Material for this task –
§
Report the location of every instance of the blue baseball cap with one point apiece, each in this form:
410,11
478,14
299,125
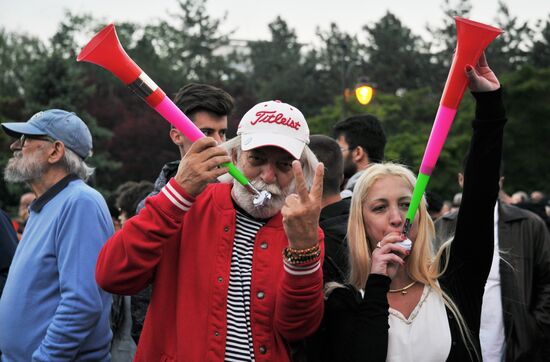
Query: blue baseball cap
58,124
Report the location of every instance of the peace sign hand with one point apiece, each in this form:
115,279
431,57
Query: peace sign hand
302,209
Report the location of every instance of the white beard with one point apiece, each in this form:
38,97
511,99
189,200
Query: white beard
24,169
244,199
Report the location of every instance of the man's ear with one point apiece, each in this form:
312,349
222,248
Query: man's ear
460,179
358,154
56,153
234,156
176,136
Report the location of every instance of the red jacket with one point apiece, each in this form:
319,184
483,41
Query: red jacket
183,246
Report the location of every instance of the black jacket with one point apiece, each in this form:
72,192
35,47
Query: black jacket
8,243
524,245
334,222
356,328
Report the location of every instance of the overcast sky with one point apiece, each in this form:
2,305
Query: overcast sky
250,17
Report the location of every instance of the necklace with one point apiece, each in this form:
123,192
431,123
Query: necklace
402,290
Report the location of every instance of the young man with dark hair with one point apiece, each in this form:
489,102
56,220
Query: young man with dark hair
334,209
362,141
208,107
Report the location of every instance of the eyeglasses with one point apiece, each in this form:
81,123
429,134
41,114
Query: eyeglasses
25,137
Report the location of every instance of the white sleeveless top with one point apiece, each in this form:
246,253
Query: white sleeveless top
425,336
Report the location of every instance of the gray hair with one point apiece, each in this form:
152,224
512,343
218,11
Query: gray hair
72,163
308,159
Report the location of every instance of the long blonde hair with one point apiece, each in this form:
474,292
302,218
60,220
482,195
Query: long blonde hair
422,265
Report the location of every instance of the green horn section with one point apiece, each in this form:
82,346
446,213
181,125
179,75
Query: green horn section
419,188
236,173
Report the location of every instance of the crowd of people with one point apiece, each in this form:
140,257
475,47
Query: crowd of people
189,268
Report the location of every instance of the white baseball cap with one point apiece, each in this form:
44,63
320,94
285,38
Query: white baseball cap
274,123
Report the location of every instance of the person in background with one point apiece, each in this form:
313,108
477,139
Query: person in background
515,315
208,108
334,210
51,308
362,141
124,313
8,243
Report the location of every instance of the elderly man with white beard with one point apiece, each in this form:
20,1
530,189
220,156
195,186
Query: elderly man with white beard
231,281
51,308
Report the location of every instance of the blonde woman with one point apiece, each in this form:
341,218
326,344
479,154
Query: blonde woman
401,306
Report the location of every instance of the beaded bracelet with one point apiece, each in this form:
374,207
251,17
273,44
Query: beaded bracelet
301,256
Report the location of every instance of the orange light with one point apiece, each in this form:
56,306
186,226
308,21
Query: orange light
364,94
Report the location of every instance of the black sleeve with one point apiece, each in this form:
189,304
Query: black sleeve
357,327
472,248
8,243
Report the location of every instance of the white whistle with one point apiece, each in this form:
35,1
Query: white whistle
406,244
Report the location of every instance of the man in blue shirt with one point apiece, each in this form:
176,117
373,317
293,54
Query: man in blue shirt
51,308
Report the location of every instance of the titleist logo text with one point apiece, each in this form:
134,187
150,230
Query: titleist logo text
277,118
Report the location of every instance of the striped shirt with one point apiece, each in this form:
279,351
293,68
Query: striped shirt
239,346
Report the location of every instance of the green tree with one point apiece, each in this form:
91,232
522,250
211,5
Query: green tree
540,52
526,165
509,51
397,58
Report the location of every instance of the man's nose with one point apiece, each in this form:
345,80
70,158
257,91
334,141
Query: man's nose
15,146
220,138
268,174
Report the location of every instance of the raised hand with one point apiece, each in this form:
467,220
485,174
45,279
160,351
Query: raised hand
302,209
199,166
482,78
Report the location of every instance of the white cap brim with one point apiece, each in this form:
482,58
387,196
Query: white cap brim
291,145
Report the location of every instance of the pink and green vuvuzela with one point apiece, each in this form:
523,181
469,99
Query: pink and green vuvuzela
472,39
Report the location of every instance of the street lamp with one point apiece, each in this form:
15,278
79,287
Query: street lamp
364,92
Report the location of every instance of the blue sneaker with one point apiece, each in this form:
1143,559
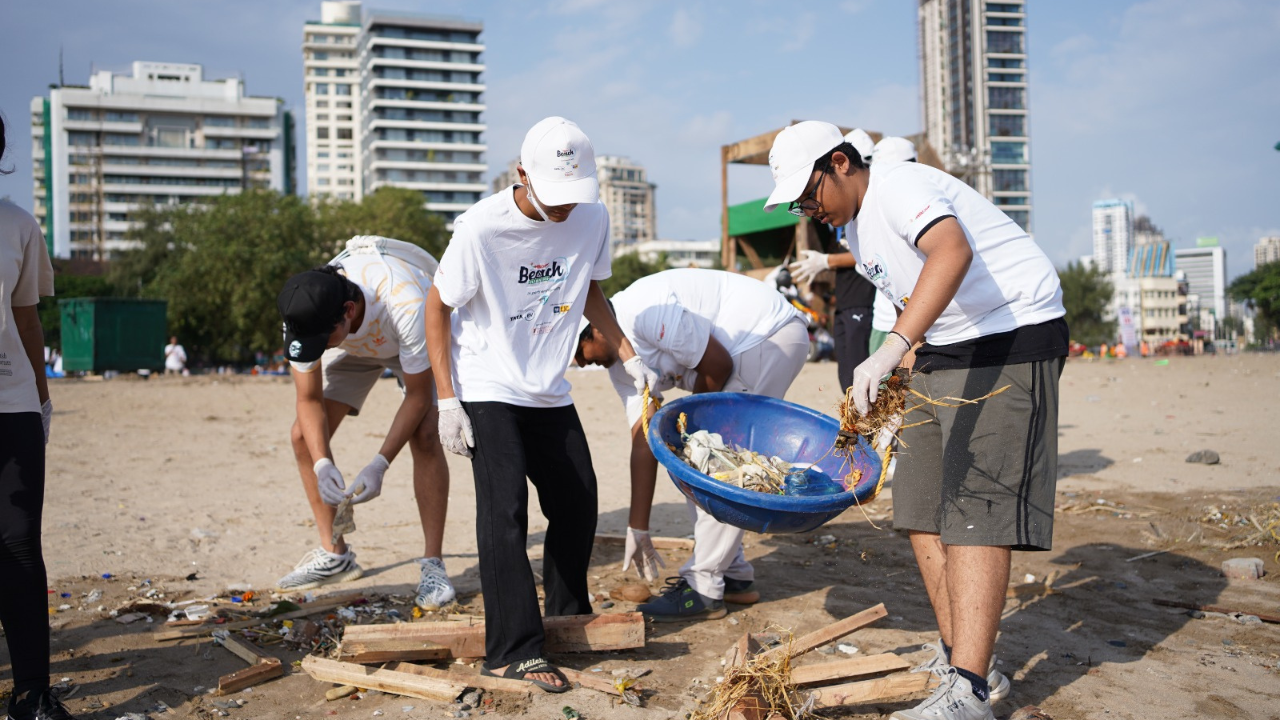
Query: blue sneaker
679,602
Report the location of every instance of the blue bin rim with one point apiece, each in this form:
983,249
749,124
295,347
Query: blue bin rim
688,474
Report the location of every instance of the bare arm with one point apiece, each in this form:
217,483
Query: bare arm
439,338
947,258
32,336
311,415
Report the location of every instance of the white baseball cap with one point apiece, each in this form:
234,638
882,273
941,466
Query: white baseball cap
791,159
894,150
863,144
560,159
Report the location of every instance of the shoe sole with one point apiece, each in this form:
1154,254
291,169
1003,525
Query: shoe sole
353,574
§
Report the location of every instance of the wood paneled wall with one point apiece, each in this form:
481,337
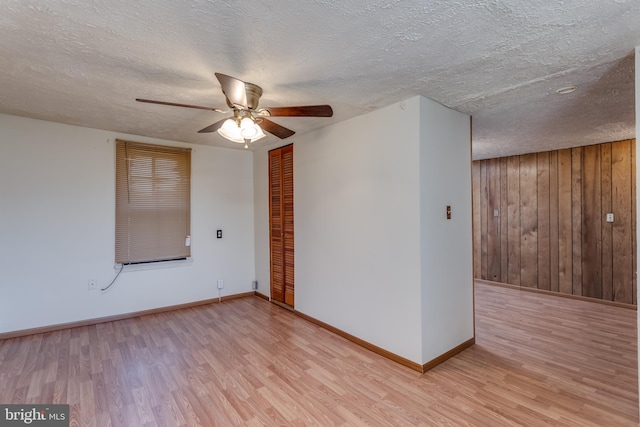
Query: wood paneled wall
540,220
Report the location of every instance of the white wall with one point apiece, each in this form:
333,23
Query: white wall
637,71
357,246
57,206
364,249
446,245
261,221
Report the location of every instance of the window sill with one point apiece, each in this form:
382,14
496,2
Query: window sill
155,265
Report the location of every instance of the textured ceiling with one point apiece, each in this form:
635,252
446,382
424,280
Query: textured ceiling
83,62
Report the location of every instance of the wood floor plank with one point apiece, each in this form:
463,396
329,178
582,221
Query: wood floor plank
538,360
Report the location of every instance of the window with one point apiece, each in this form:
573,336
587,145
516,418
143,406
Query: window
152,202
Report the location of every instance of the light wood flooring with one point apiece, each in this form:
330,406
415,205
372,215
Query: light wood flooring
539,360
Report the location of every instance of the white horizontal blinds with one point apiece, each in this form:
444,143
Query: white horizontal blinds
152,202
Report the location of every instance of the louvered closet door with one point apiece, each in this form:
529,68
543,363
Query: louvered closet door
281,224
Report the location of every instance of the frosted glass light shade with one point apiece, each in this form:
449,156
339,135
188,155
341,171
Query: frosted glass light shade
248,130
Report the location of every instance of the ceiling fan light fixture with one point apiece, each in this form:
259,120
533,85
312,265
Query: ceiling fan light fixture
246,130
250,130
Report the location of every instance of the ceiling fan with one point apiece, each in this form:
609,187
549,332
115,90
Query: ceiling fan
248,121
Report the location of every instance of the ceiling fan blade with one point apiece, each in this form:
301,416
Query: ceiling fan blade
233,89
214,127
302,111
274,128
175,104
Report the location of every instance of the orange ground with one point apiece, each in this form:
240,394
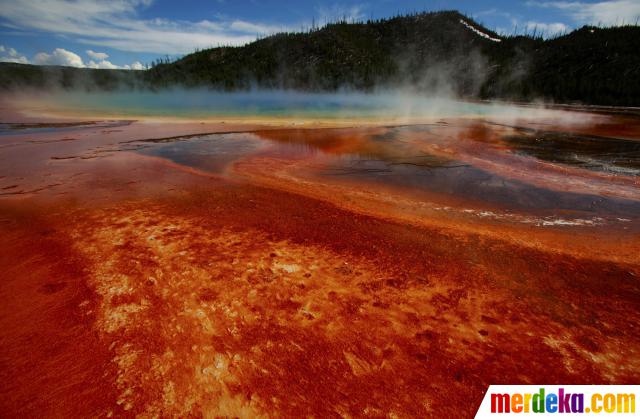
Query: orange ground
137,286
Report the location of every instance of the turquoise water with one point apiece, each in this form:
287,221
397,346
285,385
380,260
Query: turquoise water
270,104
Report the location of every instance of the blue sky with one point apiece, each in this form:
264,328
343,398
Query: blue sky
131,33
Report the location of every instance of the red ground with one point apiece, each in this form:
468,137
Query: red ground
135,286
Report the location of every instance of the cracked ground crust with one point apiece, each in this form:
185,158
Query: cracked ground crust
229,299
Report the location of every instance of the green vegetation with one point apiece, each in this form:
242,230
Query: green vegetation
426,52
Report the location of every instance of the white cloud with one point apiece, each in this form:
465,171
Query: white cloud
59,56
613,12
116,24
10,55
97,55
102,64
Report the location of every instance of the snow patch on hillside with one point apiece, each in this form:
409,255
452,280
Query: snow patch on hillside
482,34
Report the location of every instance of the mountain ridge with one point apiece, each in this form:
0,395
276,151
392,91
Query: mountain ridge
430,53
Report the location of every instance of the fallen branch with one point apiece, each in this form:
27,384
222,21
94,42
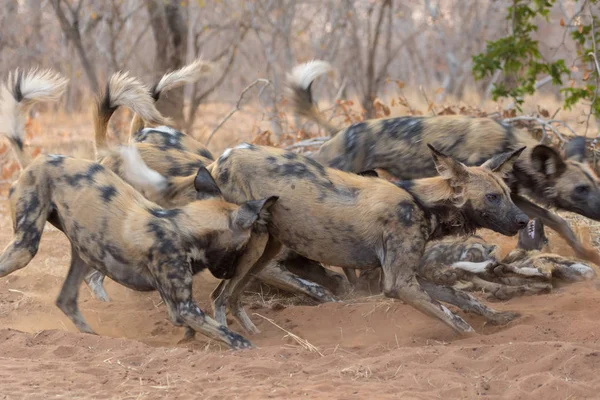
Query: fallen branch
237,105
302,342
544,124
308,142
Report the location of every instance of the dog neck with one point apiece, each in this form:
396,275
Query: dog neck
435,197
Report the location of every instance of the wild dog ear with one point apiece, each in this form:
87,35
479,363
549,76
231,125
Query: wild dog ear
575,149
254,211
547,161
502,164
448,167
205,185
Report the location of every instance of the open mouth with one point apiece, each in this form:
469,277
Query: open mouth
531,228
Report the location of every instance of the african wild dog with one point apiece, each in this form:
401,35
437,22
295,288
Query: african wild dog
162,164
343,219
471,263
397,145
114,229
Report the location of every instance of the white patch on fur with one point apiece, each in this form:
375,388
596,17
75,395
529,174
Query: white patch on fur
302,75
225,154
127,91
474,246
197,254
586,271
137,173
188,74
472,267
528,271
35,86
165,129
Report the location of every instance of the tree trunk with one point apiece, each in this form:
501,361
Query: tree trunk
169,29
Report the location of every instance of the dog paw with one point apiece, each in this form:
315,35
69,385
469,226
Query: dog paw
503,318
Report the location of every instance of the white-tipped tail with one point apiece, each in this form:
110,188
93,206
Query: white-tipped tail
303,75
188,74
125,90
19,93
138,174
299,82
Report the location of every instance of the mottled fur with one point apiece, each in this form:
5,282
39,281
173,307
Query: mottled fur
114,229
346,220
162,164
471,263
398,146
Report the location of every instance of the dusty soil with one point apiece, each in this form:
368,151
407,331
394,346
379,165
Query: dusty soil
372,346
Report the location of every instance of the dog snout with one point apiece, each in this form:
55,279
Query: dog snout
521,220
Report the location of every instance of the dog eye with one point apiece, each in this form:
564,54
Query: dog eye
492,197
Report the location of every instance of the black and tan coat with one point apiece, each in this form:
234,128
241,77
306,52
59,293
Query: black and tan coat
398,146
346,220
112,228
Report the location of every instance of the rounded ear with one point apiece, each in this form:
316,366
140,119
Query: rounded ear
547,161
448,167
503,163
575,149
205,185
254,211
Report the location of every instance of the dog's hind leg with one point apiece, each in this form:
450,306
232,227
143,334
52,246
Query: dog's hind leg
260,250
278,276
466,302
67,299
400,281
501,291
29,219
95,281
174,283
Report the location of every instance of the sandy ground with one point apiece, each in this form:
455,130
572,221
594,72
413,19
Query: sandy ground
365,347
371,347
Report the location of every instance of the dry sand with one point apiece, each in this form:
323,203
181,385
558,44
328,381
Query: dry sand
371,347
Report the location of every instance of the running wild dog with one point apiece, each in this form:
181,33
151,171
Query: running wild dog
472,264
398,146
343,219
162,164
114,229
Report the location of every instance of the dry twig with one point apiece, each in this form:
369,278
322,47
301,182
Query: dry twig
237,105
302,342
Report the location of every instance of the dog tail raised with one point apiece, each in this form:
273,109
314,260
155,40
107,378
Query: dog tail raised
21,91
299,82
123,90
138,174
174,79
§
Given task – Count the lines of the material above that contain the string "soil", treating uppercase and lowercase as different. Give only the number.

Problem solution – 2